Tour time: 20 minutes. Visiting hours: from 8:00 a.m. to 9:00 p.m.

The current Government Palace had its antecedent in the Casas Reales (Royal Houses), the headquarters of the colonial government. The chronicles describe them as a Moorish-style mansion with its carved arches and pilasters, and corridors enclosed by railings that gave a pleasant view of the plaza and served both as an office for administrative and government business and as living quarters for the governors and representatives of the Crown. At the end of the 19th century, it was destroyed to build what we know today as the Government Palace.

It was inaugurated on September 15, 1892. The construction project responded to the desire to concentrate on the new building of the offices of the Executive Branch. The Palace, of eclectic classicist style, has two floors and covers a quadrangular surface of 42 m front and back. Its exterior is formed by three vertical bodies. The central one has the main balcony, supported by four pilasters and Doric-style columns, topped by a frontispiece in the center of which is a medallion with the national coat of arms. Above the doors, in the upper part of the building, there are a series of skylights that enrich its architecture and overall view.

Inside it has a large central courtyard. It is remarkable the Ionic style portico that gives access to the upper floor as well as the stone balustrade from Ticul. On all its sides it has galleries of five arches each one of Tuscan and Doric style. Its ceilings are made of zapote wood beams from Tampico, Tuxpan and Campeche.

Beginning with the government of Carlos Loret de Mola, the Palace added to its decoration 27 mural paintings by the renowned Yucatecan painter Fernando Castro Pacheco, which are distributed on the two floors of the building: galleries, History Hall, and staircase cube. They were painted between 1971 and 1978, and depict significant moments in the history of Yucatán with a grandiloquent expressive force. They are a peninsular history lesson with a magnificent selection of themes that illuminate epochs, characters, and experiences of the great epic of the Mayan-Yucatecan people. The Government Palace summarizes the political life of the state and marks the guidelines of its growth and relationship with the national and international environment.

Hidalgo Park

Touring time: 5 minutes

The small square of El Jesús, so-called because it is located in front of the church of the same name, was officially called Parque Hidalgo in 1877, due to the maneuvers carried out in that space by the battalion quartered in the Government Palace and composed of indigenous "hidalgos", recognition that was granted to them for defending the prevailing political system against the indigenous insurrection led by Cecilio Chí.

◆ GIVEN INSTRUCTION 1: In the Government Palace text, starting at "It was inaugurated" and ending at "and overall view.", swap "main balcony" for "central balcony" and write out the result.
◆ GIVEN INSTRUCTION 2: Decide whether each statement agrees with the Government Palace text, answering yes or no and quoting the words that settle it. (a) The Palace was inaugurated on September 15, 1892. (b) The murals were painted between 1961 and 1968. (c) The Palace's ceilings are made of cedar beams.
◆ GIVEN INSTRUCTION 3: Turn the paragraph of the Government Palace text that begins "Inside it has a large central courtyard" into a bulleted list that keeps its main facts.

◆ Coordinate annotation records:
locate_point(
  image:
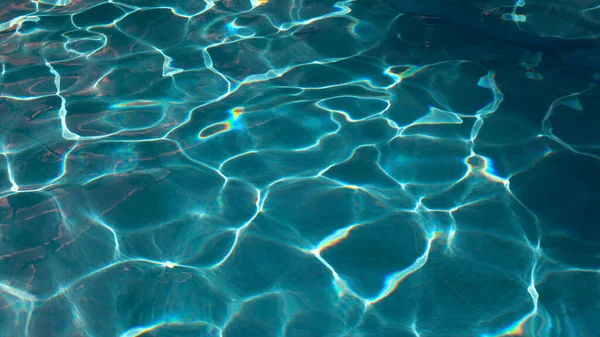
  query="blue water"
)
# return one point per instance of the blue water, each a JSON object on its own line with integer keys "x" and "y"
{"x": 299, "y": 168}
==
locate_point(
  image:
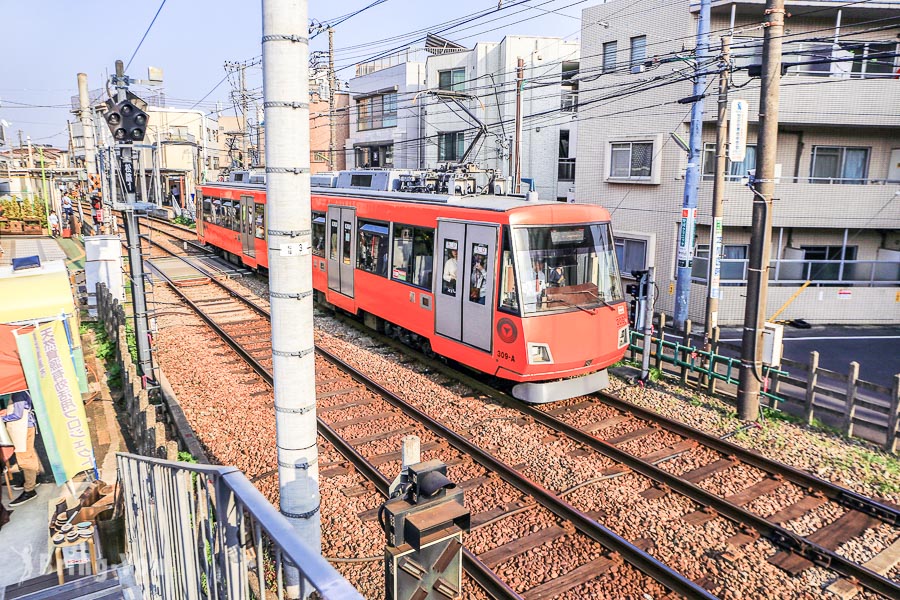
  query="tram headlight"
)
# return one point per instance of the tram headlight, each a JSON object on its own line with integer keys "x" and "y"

◆ TASK RESULT 1:
It was inaugurated on September 15, 1892. The construction project responded to the desire to concentrate on the new building of the offices of the Executive Branch. The Palace, of eclectic classicist style, has two floors and covers a quadrangular surface of 42 m front and back. Its exterior is formed by three vertical bodies. The central one has the central balcony, supported by four pilasters and Doric-style columns, topped by a frontispiece in the center of which is a medallion with the national coat of arms. Above the doors, in the upper part of the building, there are a series of skylights that enrich its architecture and overall view.

◆ TASK RESULT 2:
(a) Yes: "It was inaugurated on September 15, 1892."
(b) No: "They were painted between 1971 and 1978"
(c) No: "Its ceilings are made of zapote wood beams from Tampico, Tuxpan and Campeche."

◆ TASK RESULT 3:
- A large central courtyard
- An Ionic-style portico giving access to the upper floor
- A stone balustrade from Ticul
- Galleries on all sides, each with five arches in Tuscan and Doric style
- Ceilings of zapote wood beams from Tampico, Tuxpan and Campeche